CONSIGNE:
Répondez aux questions suivantes à partir de la présentation du roman ci-dessous :
(a) Quel âge a Jefferson Petitbois lorsqu'il comparaît devant la cour d'Assises ?
(b) En quel mois et en quelle année François Mitterrand devient-il président de la République ?
(c) En quelle peine la condamnation de Jefferson Petitbois est-elle commuée ?

EXTRAIT DU TEXTE:
------------------------
Jefferson Petitbois n'a que 17 ans lorsqu'il se retrouve dans le box des accusés, devant une cour d'Assises. Nous sommes en octobre 1980, et le sort du jeune homme ne fait aucun doute : il va être condamné à la peine de mort. Le verdict ne tarde pas et on le renvoie ensuite à Fresnes, dans une cellule où il attendra son exécution.
Mais, paradoxalement, le même peuple au nom duquel la sentence a été rendue va décider quelques mois plus tard de changer la donne : en mai 1981, François Mitterrand devient président de la République et impose, parmi ses premières décision, l'abolition de la peine de mort. Le sort de Jefferson Petitbois évolue alors : sa peine est commuée en prison à perpétuité.
Entre la perspective de monter à l'échafaud et celle de vivre toute une vie d'homme derrière les barreaux, le choix n'est pas aussi simple qu'il n'y paraît : Jefferson est encore très jeune, cette réclusion pourrait donc durer très longtemps, dans des conditions quotidiennes qui n'incitent pas à la rigolade.
Ce roman, c'est le voyage dans la tête de Jefferson Petitbois, dont l'histoire a brusquement bifurqué en fonction des choix de société faits par d'autres que lui. Et, désormais, avec cette longue peine qui l'attend, l'heure n'est plus à la résignation et à l'attente fébrile d'une rencontre avec son bourreau, mais elle devient propice à l'examen de conscience...
------------------------
(Exemples d'étiquetage de masques)
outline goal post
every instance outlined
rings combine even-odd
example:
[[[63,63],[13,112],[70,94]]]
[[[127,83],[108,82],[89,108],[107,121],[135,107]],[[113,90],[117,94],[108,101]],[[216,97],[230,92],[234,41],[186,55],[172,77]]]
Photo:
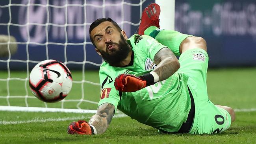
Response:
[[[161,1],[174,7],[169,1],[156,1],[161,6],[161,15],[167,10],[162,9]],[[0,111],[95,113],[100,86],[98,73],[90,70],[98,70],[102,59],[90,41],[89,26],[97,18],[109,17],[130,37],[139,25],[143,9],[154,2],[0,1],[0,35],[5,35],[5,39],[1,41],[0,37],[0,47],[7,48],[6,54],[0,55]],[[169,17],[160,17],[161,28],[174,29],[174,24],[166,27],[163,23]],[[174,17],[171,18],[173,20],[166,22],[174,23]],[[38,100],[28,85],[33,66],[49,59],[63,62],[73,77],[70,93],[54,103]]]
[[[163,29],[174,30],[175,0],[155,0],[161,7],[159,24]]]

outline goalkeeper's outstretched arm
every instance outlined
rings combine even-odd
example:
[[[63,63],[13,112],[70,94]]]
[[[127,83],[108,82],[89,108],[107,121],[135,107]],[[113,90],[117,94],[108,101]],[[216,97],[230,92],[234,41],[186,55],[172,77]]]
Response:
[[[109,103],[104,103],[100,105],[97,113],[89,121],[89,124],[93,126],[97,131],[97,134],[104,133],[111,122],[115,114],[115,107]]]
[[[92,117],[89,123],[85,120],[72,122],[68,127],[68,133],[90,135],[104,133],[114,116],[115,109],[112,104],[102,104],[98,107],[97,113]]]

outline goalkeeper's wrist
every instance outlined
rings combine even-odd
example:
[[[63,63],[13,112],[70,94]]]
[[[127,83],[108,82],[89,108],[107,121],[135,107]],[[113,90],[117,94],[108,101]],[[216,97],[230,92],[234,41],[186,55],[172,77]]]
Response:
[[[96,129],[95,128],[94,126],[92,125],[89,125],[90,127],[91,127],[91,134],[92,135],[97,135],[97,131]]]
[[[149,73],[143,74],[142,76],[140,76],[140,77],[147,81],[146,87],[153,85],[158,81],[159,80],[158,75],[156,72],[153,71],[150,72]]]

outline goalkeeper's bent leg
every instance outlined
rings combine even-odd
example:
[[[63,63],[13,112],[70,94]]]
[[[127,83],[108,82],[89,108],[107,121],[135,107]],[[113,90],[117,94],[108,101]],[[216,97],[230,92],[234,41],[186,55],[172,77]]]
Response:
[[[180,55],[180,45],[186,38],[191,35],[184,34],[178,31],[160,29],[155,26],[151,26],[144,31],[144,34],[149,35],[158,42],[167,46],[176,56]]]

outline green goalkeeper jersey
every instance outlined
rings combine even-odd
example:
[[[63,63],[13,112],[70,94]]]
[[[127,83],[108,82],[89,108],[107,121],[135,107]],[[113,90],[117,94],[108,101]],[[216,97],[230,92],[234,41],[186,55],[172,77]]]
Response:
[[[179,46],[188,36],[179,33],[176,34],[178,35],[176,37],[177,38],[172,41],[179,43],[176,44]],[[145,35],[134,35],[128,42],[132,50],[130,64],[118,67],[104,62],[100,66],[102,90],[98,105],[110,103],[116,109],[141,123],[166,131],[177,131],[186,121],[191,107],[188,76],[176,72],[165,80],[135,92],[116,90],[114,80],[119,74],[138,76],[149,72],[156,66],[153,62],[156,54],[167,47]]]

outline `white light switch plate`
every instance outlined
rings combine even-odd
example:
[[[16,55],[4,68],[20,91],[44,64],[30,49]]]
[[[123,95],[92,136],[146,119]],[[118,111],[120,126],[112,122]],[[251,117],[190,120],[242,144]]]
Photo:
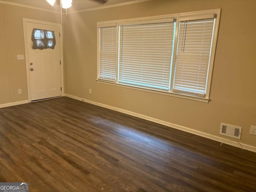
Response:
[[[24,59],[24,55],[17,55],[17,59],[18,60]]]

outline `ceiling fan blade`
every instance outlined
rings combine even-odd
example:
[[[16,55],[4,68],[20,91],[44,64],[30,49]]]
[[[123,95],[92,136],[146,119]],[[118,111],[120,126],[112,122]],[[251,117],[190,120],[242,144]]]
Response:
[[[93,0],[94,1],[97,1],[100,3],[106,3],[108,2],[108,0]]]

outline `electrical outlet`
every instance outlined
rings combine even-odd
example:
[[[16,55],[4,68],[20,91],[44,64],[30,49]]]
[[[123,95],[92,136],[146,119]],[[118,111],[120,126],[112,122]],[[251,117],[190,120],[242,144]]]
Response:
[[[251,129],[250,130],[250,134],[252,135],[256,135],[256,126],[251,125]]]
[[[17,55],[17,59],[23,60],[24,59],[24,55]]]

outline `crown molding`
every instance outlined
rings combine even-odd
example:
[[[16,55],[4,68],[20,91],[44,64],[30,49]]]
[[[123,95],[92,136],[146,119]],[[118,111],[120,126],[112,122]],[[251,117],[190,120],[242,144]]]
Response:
------------------------
CORRIGÉ:
(a) Il a 17 ans.
(b) En mai 1981.
(c) En prison à perpétuité.